→ **Directions for this task**: Please copy out the passage of the building carbon excerpt starting at "This dataset is" and ending at "climate policy context.", word for word.
══ Excerpt ══
We present a global database on whole life carbon, energy use, and material intensity of buildings. It contains data on more than 1,200 building case studies and includes over 300 attributes addressing context and site, building design, assessment methods, energy and material use, as well as WLC emissions across different life cycle stages. The data was collected through various meta-studies, using a dedicated data collection template (DCT) and processing scripts (Python Jupyter Notebooks), all of which are shared alongside this data descriptor.

This dataset is valuable for industrial ecology and sustainable construction research and will help inform decision-making in the building industry as well as the climate policy context.

Background & Summary

The need for reducing greenhouse gas (GHG) emissions across Europe require defining and implementing a performance system for both operational and embodied carbon at the building level that provides relevant guidance for policymakers and the building industry. So-called whole life carbon (WLC) of buildings is gaining increasing attention among decision-makers concerned with climate and industrial policy, as well as building procurement, design, and operation. However, most open buildings datasets published thus far have been focusing on building’s operational energy consumption and related parameters 1,2,2–4. Recent years furthermore brought large-scale datasets on building geometry (footprint, height) 5,6 as well as the publication of some datasets on building construction systems and material intensity 7,8. Heeren and Fishman’s database seed on material intensity (MI) of buildings 7, an essential reference to this work, was a first step towards an open data repository on material-related environmental impacts of buildings. In their 2019 descriptor, the authors present data on the material coefficients of more than 300 building cases intended for use in studies applying material flow analysis (MFA), input-output (IO) or life cycle assessment (LCA) methods. Guven et al. 8 elaborated on this effort by publishing a construction classification system database for understanding resource use in building construction. However, thus far, there is a lack of publicly available data that combines material composition, energy use and also considers life cycle-related environmental impacts, such as life cycle-related GHG emissions, also referred to as building’s whole life carbon.

The Global Database on Whole Life Carbon, Energy Use, and Material Intensity of Buildings (CarbEnMats-Buildings) published alongside this descriptor provides information on more than 1,200 buildings worldwide. The dataset includes attributes on geographical context and site, main building design characteristics, LCA-based assessment methods, as well as information on energy and material use, and related life cycle greenhouse gas (GHG) emissions, commonly referred to as whole life carbon (WLC), with a focus on embodied carbon (EC) emissions. The dataset compiles data obtained through a systematic review of the scientific literature as well as systematic data collection from both literature sources and industry partners. By applying a uniform data collection template (DCT) and related automated procedures for systematic data collection and compilation, we facilitate the processing, analysis and visualization along predefined categories and attributes, and support the consistency of data types and units. The descriptor includes specifications related to the DCT spreadsheet form used for obtaining these data as well as explanations of the data processing and feature engineering steps undertaken to clean and harmonise the data records. The validation focuses on describing the composition of the dataset and values observed for attributes related to whole life carbon, energy and material intensity.
═══
══ Dataset records ══
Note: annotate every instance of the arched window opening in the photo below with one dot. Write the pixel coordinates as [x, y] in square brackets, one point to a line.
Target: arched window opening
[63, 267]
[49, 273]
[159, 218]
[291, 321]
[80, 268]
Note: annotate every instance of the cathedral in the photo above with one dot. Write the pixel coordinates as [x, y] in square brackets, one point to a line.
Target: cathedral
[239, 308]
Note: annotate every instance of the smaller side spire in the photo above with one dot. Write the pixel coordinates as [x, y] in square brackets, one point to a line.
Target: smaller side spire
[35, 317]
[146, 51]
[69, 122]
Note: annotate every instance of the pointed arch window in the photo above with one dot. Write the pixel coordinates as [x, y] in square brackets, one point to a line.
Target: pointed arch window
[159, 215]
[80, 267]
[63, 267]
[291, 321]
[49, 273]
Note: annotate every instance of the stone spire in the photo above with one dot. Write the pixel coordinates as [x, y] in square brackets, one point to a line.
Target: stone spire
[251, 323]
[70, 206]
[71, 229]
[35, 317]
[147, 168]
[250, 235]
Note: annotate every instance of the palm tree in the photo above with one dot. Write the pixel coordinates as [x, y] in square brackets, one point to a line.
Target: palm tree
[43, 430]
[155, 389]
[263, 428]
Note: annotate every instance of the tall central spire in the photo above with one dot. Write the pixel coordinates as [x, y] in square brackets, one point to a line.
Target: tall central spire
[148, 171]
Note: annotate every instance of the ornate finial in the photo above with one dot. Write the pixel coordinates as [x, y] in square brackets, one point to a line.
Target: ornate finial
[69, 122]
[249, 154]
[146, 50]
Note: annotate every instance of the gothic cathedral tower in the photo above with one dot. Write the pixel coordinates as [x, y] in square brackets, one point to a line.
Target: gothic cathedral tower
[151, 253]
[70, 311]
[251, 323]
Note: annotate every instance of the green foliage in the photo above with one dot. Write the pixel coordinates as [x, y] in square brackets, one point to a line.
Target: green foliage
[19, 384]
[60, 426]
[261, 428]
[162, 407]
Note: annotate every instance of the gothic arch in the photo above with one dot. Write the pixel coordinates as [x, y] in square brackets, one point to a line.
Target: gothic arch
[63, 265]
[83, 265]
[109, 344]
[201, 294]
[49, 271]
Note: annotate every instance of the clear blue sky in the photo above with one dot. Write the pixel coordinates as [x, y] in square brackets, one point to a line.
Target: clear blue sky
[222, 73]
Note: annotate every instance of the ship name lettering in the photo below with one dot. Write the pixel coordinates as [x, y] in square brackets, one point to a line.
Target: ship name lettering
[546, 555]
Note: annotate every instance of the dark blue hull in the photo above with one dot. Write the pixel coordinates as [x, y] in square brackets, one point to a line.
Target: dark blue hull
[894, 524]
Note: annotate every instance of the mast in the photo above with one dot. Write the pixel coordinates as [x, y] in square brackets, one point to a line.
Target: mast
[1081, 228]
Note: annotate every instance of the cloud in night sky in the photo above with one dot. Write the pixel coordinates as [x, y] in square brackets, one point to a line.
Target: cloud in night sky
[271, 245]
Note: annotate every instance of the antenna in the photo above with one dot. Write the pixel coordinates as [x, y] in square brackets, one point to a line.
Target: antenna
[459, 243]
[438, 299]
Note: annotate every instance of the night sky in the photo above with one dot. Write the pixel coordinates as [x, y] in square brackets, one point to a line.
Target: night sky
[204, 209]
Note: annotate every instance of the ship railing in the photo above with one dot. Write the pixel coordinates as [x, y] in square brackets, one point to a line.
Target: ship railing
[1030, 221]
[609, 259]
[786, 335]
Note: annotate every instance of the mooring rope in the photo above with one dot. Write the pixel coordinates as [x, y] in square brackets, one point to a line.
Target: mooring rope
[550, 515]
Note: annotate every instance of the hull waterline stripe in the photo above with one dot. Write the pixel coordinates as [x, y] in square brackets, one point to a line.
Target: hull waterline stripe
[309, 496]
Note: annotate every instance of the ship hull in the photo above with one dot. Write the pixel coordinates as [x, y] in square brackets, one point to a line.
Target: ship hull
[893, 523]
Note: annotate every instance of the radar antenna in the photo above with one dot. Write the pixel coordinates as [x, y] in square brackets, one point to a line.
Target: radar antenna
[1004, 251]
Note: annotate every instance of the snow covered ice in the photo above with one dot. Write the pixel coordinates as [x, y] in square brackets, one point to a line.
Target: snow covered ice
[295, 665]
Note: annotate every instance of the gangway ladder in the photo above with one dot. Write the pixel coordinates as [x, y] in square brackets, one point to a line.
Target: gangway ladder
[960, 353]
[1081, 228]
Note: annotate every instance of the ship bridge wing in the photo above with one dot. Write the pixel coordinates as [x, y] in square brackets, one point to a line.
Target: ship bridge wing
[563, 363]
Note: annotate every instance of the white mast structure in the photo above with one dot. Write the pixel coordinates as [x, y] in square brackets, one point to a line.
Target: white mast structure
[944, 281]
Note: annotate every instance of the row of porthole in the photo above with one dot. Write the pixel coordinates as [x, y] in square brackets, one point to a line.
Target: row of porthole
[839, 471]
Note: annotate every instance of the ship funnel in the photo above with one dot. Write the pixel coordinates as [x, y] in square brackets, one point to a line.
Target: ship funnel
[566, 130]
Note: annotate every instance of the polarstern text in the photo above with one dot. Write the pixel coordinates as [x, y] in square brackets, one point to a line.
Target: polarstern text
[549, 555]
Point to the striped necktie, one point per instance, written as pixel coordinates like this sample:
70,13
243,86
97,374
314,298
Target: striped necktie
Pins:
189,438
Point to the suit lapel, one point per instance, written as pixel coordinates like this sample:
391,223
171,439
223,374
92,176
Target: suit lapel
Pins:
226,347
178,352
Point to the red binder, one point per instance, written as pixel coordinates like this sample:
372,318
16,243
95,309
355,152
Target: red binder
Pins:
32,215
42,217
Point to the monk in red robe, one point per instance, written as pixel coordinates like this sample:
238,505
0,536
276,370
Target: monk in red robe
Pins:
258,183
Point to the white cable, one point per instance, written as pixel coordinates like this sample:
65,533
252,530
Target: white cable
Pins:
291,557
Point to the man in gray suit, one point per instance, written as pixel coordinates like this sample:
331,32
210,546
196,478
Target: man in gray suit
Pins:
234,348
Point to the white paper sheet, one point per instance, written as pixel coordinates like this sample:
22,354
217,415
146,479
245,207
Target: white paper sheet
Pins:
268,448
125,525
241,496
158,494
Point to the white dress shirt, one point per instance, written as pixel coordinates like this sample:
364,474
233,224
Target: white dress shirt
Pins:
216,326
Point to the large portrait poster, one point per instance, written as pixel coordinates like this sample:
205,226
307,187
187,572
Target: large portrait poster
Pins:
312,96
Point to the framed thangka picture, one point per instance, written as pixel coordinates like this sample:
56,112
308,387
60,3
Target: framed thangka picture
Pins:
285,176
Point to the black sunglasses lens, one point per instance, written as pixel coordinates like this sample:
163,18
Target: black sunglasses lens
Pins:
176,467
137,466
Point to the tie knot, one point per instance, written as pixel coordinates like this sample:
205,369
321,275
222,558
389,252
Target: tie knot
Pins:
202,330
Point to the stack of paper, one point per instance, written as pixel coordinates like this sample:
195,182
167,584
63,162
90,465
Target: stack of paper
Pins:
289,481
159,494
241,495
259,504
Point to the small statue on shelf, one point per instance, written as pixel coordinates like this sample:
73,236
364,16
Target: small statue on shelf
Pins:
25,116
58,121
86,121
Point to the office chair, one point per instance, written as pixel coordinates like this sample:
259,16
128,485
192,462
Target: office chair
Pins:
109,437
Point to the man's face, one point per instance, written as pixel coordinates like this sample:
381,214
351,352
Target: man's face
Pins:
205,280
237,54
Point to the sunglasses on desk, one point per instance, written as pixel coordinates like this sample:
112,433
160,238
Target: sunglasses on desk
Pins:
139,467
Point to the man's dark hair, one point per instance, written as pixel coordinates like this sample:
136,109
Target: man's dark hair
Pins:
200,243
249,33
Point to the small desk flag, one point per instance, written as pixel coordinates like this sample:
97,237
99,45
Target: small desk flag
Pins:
═══
→ **Written answer**:
This dataset is valuable for industrial ecology and sustainable construction research and will help inform decision-making in the building industry as well as the climate policy context.